Sitijenarnews.com Besuki Situbondo Jatim Jum’at 29 Juli 2022; Malam 1 suro yang tepat dirayakan pada malam ini diberbagai daerah merupakan malam yang paling istimewa bagi masyarakat Jawa.
Dibawah ini Saya ingin Memaparkan dan mengulas lengkap tentang apa itu Malam 1 Suro atau 1 Muharram dari berbagai sudut pandang dan Dasar yang lengkap mengingat Malam ini 29 Juli 2022 adalah momentumnya tepat untuk saya paparkan untuk tambahan informasi para pembaca dimanapun anda berada.
Apa sih itu malam 1 Suro? Apakah malam 1 Suro sama dengan Tahun Baru Islam 1 Muharram?
Ya, Malam 1 Suro merupakan bagian dari tradisi Jawa yang dianggap mistis.
Umat Islam akan merayakan Tahun Baru Islam 1 Muharram 1444 H.
Nah, dalam tradisi Islam Jawa, 1 Muharram dikenal juga dengan 1 Suro.
Sesuai tradisi Jawa, malam 1 Suro merupakan malam yang sakral.
Nah Lantas Apa perbedaan antara 1 Suro dengan 1 Muharram yang merupakan Tahun Baru Islam?
Selengkapnya kami akan urai Di bawah ini.
Sebenarnya, secara umum 1 Muharram dan malam 1 Suro adalah sama.
Yang membedakan 1 Suro dengan 1 Muharram hanyalah dalam hal penyebutan dan tradisi yang mengiringinya.
Dalam budaya Islam tanggal 1 Muharram merupakan hari suci karena sebagai penanda resolusi kalender Islam.
Sedangkan tradisi Jawa justru dianggap sakral dan mistis.

▶ **Rincian Latihan**: Menurut teks tentang malam 1 Suro, dalam hal apa saja 1 Suro berbeda dari 1 Muharram?

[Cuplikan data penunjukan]

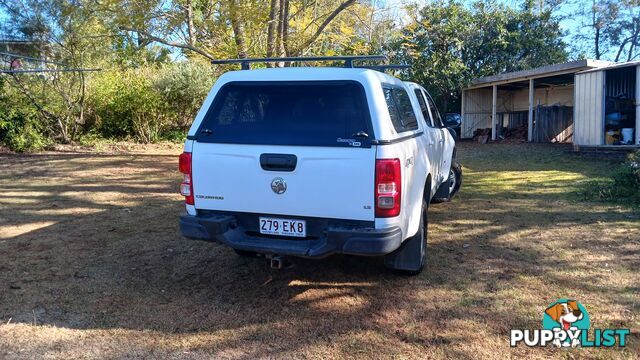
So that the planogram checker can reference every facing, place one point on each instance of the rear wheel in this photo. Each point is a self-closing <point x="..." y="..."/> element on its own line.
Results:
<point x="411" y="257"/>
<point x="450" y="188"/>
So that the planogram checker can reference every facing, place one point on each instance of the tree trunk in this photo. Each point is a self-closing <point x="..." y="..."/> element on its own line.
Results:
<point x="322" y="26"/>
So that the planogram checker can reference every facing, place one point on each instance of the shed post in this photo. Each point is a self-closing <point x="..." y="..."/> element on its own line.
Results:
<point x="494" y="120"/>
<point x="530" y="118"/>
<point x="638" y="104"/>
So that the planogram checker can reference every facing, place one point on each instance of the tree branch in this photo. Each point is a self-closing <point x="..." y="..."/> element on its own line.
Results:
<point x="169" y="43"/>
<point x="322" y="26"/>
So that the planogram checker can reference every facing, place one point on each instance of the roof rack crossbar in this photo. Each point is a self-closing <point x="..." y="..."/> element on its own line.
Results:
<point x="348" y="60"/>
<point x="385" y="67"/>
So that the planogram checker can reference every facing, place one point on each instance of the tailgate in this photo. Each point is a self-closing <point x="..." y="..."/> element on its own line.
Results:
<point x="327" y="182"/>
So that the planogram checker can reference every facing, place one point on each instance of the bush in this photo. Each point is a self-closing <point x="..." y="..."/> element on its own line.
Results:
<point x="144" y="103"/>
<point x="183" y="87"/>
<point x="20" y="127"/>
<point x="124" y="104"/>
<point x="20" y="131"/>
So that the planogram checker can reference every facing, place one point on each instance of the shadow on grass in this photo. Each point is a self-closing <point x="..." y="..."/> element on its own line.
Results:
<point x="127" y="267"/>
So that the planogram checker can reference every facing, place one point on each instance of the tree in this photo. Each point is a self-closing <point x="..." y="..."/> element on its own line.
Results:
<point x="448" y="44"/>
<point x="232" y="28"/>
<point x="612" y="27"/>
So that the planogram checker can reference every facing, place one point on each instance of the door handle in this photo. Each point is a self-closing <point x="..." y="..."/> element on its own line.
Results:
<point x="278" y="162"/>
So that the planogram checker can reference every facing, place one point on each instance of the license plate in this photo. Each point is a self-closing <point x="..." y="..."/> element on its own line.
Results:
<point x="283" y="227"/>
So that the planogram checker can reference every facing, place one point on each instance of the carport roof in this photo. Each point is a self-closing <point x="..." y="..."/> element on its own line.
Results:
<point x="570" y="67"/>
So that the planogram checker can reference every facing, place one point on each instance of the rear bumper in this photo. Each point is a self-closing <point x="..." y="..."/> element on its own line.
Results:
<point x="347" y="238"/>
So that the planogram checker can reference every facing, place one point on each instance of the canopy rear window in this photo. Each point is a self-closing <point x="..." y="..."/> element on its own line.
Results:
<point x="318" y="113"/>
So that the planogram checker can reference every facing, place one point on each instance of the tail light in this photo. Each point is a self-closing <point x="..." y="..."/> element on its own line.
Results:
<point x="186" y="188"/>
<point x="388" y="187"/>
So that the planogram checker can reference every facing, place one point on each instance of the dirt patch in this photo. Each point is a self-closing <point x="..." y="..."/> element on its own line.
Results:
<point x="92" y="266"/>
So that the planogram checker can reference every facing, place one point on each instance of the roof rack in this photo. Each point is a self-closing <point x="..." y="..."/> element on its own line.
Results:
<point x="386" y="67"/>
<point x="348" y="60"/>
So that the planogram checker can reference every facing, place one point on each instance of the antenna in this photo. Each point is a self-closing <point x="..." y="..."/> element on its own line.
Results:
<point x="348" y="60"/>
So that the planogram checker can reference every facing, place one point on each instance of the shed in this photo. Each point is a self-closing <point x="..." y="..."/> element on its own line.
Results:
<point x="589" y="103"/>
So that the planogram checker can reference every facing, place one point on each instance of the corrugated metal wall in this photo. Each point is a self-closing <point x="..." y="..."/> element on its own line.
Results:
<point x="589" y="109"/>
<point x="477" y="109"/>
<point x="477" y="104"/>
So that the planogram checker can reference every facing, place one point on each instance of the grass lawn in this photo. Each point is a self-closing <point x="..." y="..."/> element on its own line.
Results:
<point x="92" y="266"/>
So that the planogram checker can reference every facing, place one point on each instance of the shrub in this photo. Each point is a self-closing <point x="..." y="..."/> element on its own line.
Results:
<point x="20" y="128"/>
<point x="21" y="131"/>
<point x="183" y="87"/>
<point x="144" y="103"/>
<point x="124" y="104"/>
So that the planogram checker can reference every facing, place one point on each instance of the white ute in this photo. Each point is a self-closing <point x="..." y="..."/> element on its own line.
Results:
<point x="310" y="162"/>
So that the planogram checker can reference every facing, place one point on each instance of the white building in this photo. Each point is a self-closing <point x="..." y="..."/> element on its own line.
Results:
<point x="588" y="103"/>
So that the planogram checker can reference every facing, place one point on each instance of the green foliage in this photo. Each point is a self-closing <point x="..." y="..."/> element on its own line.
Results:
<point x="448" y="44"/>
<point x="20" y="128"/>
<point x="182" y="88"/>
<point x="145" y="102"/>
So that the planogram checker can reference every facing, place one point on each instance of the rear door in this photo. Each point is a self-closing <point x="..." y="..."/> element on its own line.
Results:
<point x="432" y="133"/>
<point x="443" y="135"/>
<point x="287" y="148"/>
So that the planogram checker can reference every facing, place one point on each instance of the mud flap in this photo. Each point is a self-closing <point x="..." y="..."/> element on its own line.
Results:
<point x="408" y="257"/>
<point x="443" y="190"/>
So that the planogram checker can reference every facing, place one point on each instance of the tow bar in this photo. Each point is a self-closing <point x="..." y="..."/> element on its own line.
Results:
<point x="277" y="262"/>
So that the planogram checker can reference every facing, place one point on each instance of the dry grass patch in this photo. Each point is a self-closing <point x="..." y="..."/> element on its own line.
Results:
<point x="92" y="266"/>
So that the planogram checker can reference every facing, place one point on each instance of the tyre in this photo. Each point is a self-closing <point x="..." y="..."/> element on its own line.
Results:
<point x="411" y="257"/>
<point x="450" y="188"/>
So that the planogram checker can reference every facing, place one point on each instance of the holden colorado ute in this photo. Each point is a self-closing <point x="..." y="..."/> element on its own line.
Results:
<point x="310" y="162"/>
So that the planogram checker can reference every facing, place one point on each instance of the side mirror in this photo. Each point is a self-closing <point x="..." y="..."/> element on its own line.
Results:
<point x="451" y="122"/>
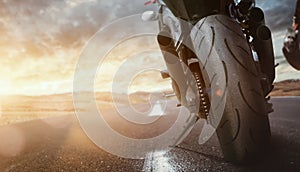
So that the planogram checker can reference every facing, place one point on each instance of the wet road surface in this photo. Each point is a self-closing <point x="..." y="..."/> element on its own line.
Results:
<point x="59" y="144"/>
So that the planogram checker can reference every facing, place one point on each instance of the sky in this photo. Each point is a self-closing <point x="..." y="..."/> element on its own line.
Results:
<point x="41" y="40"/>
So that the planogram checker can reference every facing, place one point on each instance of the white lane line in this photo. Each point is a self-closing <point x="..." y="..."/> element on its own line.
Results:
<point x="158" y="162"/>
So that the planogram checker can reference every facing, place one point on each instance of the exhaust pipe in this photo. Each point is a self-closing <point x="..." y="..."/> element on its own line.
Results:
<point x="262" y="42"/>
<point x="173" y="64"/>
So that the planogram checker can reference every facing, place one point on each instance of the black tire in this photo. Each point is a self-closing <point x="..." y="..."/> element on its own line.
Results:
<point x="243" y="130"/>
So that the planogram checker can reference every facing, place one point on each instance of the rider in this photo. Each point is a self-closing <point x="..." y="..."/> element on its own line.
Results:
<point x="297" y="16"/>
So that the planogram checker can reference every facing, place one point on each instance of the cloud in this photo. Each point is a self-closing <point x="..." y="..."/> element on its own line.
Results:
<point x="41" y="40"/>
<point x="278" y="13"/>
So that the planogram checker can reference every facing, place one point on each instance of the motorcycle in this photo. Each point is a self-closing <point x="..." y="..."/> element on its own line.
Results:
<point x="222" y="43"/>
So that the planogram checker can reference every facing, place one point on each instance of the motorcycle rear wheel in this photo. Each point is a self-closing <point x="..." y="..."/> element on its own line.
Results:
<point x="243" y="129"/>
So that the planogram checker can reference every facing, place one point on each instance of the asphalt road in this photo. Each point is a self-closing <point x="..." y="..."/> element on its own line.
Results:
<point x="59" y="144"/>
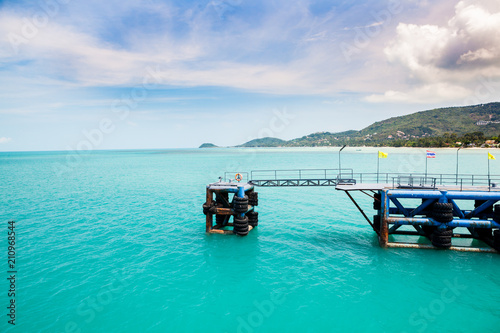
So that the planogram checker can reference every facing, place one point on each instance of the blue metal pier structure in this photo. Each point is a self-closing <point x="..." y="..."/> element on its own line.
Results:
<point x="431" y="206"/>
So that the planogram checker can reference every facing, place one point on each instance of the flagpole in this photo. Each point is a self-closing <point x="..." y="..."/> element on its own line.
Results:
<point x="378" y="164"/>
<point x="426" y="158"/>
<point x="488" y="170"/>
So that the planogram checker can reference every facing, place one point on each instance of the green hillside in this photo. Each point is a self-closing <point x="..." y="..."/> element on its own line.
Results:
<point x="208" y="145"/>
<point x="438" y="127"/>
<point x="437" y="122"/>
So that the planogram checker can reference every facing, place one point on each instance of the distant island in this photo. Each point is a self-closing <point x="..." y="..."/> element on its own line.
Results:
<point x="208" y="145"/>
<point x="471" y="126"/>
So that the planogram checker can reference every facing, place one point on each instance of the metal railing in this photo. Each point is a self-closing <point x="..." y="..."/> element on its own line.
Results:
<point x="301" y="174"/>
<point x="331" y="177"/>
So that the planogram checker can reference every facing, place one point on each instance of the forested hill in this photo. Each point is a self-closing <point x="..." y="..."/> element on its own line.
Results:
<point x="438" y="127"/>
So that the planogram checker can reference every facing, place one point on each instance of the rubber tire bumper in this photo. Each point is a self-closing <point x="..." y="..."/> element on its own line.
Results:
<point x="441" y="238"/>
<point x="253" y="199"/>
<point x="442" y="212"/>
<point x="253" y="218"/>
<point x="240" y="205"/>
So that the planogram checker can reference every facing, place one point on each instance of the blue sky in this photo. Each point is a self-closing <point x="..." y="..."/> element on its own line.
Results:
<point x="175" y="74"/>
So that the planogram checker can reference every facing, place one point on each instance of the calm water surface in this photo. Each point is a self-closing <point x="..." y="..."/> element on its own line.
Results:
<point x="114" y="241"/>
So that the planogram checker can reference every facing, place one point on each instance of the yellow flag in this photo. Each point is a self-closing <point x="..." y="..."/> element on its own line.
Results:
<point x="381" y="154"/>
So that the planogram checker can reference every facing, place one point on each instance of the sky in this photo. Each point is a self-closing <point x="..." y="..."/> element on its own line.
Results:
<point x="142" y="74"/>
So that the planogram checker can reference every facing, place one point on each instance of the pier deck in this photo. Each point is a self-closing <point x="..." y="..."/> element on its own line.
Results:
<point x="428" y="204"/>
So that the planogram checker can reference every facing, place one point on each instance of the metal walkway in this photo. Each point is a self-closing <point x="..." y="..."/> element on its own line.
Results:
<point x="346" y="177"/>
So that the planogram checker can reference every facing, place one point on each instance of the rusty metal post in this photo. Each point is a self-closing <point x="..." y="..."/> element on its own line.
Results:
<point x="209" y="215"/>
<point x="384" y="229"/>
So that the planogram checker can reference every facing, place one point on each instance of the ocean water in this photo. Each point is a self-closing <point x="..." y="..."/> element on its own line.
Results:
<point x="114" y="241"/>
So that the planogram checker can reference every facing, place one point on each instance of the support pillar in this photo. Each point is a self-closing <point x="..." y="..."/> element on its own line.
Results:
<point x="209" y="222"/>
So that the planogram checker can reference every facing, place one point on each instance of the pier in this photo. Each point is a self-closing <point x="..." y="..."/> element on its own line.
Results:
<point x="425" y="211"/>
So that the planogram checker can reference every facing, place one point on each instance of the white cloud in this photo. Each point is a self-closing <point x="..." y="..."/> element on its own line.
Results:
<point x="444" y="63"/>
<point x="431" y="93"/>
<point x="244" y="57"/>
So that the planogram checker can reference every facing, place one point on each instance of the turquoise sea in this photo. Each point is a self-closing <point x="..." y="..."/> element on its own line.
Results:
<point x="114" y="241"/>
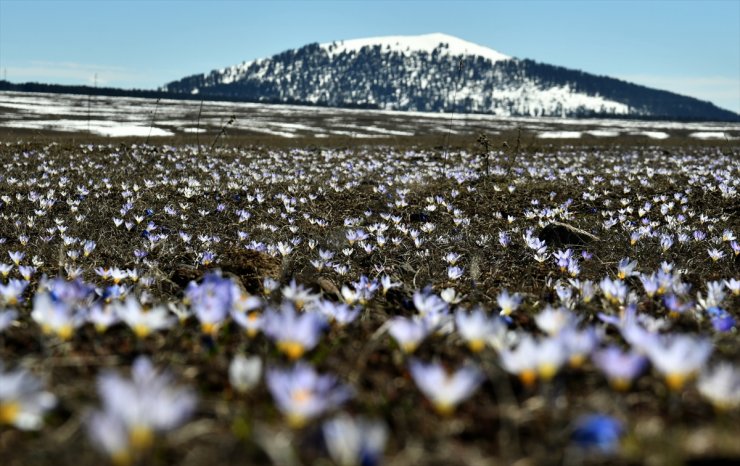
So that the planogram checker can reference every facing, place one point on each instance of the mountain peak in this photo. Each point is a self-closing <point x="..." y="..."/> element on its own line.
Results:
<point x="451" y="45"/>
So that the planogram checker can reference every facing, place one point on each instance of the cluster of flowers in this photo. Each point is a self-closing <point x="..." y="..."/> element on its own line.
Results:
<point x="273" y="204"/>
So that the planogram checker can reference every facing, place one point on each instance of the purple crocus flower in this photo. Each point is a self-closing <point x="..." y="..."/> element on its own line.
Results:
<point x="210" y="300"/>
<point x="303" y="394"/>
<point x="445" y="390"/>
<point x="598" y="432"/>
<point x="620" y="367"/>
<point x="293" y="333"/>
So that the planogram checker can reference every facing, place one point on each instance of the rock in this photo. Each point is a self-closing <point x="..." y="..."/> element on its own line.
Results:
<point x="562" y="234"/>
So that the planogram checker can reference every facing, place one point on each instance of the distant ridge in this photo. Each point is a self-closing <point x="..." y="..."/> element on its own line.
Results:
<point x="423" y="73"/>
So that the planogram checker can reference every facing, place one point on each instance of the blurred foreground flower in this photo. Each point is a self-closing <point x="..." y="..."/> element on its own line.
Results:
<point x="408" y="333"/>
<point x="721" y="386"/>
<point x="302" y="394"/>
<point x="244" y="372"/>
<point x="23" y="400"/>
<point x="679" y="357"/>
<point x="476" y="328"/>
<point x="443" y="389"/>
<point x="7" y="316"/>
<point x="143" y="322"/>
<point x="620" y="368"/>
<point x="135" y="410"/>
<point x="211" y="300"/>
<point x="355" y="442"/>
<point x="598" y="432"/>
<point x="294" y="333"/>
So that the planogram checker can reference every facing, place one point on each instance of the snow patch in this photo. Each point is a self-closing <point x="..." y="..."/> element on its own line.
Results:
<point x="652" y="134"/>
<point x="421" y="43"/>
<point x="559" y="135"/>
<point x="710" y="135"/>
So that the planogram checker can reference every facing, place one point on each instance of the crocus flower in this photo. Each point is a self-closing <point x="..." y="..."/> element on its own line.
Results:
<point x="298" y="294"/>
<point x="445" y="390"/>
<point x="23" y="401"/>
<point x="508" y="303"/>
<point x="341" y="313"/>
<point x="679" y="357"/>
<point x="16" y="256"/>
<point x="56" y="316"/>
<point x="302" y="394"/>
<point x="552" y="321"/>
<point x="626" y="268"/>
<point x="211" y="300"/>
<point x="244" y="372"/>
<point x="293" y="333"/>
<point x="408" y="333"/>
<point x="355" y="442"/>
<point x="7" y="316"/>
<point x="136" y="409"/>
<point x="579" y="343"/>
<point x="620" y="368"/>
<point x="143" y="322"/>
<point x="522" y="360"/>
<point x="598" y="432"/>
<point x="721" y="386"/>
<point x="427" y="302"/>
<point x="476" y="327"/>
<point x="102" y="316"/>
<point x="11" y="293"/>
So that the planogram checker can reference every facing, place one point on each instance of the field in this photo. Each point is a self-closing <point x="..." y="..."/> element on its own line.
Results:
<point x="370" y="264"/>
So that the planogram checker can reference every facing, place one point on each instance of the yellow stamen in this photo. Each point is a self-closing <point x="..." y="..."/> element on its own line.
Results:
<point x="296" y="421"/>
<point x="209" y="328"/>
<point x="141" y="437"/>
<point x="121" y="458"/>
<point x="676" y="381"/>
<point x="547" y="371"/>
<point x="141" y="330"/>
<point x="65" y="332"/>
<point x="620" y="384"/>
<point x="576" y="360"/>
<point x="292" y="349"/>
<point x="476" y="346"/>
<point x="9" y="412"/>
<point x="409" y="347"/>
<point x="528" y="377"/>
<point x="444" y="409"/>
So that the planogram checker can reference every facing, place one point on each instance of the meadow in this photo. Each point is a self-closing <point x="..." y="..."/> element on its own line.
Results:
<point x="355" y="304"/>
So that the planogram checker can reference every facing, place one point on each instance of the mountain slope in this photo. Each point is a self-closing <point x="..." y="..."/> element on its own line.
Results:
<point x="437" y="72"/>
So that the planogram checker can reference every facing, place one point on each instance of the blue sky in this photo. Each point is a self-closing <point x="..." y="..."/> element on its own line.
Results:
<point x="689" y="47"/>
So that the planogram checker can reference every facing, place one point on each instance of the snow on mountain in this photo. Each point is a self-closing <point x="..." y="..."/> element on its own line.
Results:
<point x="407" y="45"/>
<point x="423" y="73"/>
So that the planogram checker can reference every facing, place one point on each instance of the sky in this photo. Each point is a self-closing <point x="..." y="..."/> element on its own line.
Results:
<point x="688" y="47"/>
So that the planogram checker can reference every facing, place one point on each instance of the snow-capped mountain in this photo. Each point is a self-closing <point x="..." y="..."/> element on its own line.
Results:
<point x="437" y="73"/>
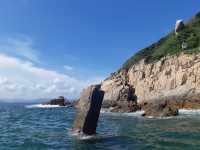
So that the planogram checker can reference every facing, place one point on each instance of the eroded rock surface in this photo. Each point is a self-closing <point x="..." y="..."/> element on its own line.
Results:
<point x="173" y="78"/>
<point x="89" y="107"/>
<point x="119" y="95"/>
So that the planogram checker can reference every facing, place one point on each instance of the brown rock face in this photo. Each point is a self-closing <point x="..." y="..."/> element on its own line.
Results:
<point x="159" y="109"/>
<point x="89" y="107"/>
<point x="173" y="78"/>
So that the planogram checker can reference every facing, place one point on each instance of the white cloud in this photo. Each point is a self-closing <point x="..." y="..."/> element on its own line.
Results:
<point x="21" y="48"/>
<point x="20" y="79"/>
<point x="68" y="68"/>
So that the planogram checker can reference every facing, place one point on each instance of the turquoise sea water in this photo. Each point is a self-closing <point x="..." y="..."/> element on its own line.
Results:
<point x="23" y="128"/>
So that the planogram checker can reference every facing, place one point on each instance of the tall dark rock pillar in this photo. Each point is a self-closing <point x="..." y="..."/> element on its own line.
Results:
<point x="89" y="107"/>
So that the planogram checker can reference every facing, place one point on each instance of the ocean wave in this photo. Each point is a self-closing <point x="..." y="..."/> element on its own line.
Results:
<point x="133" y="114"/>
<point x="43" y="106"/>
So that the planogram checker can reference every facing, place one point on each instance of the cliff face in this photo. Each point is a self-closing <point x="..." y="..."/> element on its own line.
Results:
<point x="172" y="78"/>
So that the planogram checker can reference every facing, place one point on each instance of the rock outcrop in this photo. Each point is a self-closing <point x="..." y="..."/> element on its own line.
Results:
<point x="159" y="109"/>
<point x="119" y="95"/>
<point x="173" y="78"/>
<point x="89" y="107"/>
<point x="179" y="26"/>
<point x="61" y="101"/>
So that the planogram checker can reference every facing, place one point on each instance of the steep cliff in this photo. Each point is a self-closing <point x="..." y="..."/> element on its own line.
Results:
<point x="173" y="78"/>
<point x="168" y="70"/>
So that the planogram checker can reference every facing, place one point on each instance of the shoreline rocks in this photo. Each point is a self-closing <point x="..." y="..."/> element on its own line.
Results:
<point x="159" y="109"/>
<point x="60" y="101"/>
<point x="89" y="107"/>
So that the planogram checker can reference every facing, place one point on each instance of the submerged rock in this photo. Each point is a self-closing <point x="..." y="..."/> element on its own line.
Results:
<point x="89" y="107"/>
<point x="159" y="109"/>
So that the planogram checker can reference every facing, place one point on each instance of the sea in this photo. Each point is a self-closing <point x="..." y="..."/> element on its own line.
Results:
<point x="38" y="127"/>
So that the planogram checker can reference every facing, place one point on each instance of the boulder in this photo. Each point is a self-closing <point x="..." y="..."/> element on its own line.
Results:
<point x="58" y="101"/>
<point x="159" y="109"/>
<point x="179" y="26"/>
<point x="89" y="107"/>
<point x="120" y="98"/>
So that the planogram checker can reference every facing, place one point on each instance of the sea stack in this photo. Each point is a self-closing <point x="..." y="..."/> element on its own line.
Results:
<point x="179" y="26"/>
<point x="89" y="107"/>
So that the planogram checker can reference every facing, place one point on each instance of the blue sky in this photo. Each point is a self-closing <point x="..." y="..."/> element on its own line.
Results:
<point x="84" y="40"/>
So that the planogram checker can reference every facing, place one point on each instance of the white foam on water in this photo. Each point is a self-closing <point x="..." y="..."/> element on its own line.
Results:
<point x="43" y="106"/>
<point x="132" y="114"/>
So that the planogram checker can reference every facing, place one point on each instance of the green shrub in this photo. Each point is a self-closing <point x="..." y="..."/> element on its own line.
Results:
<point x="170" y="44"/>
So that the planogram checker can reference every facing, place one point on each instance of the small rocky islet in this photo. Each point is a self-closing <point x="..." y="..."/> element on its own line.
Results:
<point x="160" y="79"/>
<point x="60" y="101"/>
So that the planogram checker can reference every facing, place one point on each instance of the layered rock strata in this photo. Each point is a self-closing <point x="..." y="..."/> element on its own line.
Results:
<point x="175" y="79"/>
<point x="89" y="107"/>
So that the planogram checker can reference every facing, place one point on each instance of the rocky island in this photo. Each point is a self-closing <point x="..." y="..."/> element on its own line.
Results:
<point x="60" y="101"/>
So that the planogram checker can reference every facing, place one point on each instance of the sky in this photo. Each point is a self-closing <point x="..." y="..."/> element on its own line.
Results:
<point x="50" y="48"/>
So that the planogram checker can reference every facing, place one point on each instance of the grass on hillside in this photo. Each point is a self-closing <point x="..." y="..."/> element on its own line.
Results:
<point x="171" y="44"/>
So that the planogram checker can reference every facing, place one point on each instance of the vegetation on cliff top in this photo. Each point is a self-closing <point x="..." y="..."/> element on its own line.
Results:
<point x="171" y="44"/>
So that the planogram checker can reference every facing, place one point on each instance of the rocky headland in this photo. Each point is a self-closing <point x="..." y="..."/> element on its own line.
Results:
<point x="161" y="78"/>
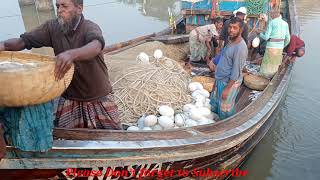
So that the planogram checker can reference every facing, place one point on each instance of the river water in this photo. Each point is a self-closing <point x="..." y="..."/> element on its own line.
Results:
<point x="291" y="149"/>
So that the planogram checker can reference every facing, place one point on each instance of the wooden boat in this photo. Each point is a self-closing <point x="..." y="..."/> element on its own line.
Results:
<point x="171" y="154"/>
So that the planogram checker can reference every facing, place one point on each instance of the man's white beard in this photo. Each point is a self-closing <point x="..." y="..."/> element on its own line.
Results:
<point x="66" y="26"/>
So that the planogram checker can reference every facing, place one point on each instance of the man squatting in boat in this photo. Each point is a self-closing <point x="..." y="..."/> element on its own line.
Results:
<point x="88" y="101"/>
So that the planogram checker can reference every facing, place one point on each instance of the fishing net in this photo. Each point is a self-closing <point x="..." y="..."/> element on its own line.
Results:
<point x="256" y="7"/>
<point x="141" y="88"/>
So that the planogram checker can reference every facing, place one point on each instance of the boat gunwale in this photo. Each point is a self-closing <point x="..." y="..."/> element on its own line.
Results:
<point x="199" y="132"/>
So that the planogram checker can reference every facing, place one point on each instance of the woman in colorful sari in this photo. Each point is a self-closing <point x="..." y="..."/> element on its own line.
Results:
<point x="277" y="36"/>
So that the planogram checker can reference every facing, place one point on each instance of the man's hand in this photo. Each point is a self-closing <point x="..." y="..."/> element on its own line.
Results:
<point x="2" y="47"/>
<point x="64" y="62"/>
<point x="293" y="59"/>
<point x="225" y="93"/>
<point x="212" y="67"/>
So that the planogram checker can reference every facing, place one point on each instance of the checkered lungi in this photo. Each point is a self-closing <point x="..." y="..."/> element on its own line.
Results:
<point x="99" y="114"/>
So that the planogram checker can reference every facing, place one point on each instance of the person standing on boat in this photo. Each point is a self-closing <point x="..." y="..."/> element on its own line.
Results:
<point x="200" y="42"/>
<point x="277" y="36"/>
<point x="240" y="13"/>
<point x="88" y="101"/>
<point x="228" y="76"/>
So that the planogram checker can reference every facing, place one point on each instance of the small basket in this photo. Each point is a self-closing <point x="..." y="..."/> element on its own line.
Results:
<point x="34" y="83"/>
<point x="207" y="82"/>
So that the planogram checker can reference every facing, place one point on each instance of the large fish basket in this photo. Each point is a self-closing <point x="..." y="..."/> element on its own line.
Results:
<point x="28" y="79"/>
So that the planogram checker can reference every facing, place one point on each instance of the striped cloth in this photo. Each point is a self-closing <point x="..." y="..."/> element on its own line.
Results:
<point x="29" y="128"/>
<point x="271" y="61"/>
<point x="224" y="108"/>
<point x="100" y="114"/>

▶ **Hasil Tugas**: Perbedaannya hanya dalam hal penyebutan dan tradisi yang mengiringinya.